Content starts

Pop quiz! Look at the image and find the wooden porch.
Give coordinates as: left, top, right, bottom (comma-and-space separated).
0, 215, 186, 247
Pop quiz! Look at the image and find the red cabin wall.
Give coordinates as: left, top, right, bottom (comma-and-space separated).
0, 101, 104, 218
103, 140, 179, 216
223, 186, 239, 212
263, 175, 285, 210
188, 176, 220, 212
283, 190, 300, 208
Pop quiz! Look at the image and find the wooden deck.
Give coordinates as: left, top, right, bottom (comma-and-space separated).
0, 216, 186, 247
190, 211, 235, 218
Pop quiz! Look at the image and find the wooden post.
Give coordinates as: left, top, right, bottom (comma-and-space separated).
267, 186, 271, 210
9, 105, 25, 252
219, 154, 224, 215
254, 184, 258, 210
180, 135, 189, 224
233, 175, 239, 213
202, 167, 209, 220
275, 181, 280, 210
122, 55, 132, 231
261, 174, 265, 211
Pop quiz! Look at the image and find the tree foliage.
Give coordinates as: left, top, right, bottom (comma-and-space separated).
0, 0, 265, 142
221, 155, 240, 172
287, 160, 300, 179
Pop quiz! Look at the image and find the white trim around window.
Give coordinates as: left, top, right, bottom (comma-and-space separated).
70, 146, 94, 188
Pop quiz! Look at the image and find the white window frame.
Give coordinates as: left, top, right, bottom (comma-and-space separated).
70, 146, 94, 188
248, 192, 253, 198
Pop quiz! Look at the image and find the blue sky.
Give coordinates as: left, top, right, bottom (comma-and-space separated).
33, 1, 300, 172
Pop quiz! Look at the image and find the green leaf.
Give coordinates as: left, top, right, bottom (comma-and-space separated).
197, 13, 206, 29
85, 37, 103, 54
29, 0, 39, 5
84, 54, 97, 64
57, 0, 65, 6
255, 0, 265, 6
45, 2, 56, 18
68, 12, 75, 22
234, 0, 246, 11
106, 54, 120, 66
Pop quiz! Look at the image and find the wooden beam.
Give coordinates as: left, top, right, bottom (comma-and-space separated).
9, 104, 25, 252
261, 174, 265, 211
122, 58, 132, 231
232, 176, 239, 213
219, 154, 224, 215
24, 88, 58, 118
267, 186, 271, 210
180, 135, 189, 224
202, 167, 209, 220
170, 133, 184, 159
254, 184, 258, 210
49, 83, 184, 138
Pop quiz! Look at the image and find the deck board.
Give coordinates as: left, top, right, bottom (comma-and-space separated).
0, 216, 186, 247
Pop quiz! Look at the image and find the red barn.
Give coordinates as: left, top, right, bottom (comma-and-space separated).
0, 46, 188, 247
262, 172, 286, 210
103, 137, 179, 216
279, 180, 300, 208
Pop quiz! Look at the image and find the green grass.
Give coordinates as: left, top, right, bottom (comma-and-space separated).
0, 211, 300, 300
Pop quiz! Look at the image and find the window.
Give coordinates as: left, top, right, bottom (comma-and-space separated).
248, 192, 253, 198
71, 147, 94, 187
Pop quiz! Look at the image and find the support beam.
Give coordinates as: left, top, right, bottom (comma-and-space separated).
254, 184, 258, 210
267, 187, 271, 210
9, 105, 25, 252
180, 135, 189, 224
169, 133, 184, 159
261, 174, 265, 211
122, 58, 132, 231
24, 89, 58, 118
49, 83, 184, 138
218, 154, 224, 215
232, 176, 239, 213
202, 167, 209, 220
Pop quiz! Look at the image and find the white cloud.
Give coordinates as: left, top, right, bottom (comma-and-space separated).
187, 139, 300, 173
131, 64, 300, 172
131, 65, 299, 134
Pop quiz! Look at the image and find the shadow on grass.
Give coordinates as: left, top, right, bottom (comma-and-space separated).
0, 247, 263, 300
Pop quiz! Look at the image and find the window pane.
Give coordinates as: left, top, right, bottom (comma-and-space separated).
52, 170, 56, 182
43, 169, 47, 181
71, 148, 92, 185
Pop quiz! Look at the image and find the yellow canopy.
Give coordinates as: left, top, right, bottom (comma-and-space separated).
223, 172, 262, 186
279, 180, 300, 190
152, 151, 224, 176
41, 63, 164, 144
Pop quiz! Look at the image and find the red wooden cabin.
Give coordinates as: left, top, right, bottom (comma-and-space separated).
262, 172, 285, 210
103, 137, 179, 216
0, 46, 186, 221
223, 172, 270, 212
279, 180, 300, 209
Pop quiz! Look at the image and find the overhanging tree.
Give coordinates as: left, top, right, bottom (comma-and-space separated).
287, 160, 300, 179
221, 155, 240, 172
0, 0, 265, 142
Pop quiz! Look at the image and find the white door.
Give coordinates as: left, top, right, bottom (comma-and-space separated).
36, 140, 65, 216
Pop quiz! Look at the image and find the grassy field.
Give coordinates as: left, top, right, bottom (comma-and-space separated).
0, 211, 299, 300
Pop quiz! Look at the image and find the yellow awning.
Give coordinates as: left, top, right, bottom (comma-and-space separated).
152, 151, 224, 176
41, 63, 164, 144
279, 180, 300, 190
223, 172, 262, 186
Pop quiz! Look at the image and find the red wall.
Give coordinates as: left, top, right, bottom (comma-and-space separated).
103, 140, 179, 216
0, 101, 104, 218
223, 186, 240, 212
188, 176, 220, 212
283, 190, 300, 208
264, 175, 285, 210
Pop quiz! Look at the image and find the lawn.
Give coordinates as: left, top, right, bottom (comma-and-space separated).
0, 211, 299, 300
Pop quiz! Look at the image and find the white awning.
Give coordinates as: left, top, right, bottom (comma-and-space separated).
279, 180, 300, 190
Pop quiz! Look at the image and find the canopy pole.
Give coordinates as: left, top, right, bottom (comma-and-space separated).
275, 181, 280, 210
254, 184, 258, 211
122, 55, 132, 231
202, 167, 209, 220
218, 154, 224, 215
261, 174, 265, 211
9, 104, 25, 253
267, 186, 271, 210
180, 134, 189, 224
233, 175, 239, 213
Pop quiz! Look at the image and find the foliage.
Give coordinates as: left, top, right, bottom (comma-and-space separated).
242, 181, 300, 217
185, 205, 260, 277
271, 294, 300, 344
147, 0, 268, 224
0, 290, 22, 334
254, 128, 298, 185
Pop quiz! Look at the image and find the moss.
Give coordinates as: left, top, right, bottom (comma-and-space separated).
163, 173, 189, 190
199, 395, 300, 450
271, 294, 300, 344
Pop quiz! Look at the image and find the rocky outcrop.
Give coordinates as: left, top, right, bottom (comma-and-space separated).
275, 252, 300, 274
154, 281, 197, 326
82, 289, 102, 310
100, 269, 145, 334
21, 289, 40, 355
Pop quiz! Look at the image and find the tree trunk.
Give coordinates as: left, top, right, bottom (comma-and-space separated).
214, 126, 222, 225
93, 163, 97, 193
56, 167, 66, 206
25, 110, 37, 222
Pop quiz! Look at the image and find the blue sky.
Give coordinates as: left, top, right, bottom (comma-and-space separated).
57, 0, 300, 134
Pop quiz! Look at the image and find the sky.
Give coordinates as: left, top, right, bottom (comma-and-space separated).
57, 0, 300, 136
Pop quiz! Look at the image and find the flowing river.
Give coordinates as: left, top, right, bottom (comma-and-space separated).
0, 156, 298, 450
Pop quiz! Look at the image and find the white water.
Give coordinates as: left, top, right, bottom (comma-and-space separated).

Content ends

-- TASK REQUIREMENTS --
When a line above includes the word "deck", please list that line.

-- RESPONSE BOX --
Pop quiz! Look at the image and find the wooden deck.
Pop quiz! Look at the image and find the deck board.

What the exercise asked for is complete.